Short task a:
Quote the article below on the Bank of Israel's interest rate decision in full, word for word.

Text extract:
※ ※ ※

Bank of Israel keeps interest rate unchanged, as expected

Bank of Israel Governor Amir Yaron credit: Eyal Izhar, Tali Bogdansky
Bank of Israel Governor Amir Yaron credit: Eyal Izhar, Tali Bogdansky

This is the third successive time that the Bank of Israel has left the interest rate unchanged, as inflationary pressures continue in the Israeli economy.

As forecast, in its decision announced today, the Bank of Israel has kept its interest rate at 4.5%. This is the third successive time that the Bank of Israel has left the interest rate unchanged. Analysts expected the decision, in the light of the inflationary pressures seen in the past few months, as well as the geo-political uncertainty weighing on the Israeli economy.

One of the reasons for keeping the interest rate unchanged is the rise in the rate of inflation, which was running at an annual 2.8% in April. The banks and investment houses expected the annual rate of inflation to fall to 2.5%, and the surprise in the Consumer Price Index led many economists to estimate that inflationary pressures will be with us for months to come.

※ ※ ※

Part of a data file:
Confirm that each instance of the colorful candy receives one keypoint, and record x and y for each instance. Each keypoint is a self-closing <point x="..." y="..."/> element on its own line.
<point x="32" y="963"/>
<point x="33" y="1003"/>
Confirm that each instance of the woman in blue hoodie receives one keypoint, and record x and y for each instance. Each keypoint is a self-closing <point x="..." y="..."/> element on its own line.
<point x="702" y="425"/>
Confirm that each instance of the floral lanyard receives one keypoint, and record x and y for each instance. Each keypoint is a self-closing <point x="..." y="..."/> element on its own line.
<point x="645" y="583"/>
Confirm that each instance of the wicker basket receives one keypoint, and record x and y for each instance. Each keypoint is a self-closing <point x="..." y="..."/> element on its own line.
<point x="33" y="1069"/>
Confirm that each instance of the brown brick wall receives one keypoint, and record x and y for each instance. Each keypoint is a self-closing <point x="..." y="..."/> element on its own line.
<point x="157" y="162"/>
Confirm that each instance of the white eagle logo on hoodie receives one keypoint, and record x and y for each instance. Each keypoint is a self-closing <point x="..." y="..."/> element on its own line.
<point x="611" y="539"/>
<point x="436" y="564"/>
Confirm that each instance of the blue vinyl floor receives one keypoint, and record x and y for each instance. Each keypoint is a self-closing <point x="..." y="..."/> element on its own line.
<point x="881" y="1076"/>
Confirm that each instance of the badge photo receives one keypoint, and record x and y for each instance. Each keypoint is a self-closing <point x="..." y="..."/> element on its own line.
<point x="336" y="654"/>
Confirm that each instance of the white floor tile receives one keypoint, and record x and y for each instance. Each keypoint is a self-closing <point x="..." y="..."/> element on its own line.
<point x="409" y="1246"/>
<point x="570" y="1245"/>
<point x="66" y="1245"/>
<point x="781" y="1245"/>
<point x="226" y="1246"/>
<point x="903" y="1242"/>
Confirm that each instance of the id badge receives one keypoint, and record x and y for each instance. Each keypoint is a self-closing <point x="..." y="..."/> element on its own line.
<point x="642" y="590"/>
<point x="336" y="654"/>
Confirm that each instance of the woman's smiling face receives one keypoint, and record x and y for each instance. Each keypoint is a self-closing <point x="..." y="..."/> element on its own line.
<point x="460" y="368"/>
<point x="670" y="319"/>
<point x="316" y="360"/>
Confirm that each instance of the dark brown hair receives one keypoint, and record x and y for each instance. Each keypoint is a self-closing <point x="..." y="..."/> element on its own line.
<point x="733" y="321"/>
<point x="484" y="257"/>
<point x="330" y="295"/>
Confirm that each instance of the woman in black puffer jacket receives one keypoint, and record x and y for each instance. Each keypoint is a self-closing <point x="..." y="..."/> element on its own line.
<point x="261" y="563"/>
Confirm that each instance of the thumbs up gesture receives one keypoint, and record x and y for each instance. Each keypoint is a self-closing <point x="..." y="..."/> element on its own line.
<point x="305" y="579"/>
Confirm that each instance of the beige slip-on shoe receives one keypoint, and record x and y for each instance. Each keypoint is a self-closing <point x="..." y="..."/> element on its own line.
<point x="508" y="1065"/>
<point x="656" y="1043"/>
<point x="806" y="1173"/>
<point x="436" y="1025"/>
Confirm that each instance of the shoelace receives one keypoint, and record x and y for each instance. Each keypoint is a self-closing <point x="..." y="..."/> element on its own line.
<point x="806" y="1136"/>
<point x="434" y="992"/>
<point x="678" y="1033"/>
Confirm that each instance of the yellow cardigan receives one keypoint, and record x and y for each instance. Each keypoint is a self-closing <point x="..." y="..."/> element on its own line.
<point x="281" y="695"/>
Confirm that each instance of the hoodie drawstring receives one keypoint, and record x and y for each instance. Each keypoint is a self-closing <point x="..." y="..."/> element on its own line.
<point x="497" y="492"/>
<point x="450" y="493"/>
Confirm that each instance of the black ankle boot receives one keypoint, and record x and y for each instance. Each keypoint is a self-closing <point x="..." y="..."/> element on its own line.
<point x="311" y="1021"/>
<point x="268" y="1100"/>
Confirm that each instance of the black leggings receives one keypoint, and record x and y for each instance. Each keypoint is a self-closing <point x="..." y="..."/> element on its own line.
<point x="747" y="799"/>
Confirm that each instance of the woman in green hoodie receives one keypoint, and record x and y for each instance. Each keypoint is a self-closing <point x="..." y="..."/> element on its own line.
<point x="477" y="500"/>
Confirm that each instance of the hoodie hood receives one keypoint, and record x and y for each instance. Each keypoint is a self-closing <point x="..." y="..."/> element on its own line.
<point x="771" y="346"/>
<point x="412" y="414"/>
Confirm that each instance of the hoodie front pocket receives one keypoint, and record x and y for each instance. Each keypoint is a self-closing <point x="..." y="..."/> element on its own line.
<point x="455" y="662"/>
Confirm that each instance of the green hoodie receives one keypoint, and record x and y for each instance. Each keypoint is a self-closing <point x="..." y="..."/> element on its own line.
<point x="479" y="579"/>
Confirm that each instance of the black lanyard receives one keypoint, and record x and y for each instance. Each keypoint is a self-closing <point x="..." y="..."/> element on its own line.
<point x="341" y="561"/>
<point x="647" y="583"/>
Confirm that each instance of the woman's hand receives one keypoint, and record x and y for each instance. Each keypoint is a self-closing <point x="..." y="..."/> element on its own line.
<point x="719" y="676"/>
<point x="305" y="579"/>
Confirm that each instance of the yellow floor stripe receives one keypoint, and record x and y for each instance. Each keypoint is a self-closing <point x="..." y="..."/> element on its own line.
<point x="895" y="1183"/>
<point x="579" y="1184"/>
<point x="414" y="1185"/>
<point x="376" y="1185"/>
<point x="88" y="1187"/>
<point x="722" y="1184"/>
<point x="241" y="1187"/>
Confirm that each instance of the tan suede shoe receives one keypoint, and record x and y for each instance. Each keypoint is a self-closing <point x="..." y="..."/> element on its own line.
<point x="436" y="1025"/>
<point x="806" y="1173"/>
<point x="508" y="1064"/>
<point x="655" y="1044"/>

※ ※ ※

Short task b:
Convert the stretch of the records above, from the line containing "Confirm that each instance of the tan" through the end of the records, into a JSON list of strings with one string per line and no blank lines.

Full solution a:
Bank of Israel keeps interest rate unchanged, as expected

Bank of Israel Governor Amir Yaron credit: Eyal Izhar, Tali Bogdansky
Bank of Israel Governor Amir Yaron credit: Eyal Izhar, Tali Bogdansky

This is the third successive time that the Bank of Israel has left the interest rate unchanged, as inflationary pressures continue in the Israeli economy.

As forecast, in its decision announced today, the Bank of Israel has kept its interest rate at 4.5%. This is the third successive time that the Bank of Israel has left the interest rate unchanged. Analysts expected the decision, in the light of the inflationary pressures seen in the past few months, as well as the geo-political uncertainty weighing on the Israeli economy.

One of the reasons for keeping the interest rate unchanged is the rise in the rate of inflation, which was running at an annual 2.8% in April. The banks and investment houses expected the annual rate of inflation to fall to 2.5%, and the surprise in the Consumer Price Index led many economists to estimate that inflationary pressures will be with us for months to come.

Full solution b:
[
  "Confirm that each instance of the tan suede shoe receives one keypoint, and record x and y for each instance. Each keypoint is a self-closing <point x=\"...\" y=\"...\"/> element on its own line.",
  "<point x=\"436\" y=\"1025\"/>",
  "<point x=\"806\" y=\"1173\"/>",
  "<point x=\"508\" y=\"1064\"/>",
  "<point x=\"655\" y=\"1044\"/>"
]